State how many lines of the items below contain the string "fencer", and give only that number.

☆ ☆ ☆ ☆ ☆

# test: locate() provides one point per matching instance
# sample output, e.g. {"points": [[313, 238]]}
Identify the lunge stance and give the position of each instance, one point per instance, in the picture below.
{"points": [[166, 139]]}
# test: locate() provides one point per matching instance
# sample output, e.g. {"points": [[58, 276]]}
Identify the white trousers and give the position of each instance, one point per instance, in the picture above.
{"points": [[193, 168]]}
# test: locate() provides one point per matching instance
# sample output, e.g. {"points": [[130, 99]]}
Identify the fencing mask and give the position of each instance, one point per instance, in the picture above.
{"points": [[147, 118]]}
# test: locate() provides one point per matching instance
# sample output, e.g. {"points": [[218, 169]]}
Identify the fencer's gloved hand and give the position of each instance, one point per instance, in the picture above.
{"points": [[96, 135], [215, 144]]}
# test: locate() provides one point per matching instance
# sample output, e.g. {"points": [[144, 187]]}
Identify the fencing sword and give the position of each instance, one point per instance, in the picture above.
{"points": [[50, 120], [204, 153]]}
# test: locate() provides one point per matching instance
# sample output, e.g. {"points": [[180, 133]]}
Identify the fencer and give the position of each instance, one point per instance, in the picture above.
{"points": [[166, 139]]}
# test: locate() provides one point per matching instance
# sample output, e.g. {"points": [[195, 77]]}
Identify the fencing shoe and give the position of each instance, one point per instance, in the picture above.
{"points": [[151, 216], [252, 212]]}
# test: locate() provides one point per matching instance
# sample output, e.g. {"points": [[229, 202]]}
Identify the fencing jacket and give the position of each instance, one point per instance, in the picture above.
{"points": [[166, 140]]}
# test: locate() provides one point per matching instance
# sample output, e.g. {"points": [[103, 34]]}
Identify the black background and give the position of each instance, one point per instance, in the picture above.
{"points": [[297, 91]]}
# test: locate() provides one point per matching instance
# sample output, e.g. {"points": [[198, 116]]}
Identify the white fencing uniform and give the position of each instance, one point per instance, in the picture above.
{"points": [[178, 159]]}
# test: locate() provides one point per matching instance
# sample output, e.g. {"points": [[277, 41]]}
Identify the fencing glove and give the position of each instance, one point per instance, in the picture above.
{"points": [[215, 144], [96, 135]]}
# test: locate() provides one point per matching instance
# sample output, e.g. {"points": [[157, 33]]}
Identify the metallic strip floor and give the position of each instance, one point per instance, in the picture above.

☆ ☆ ☆ ☆ ☆

-- OUTPUT FOR THIS TASK --
2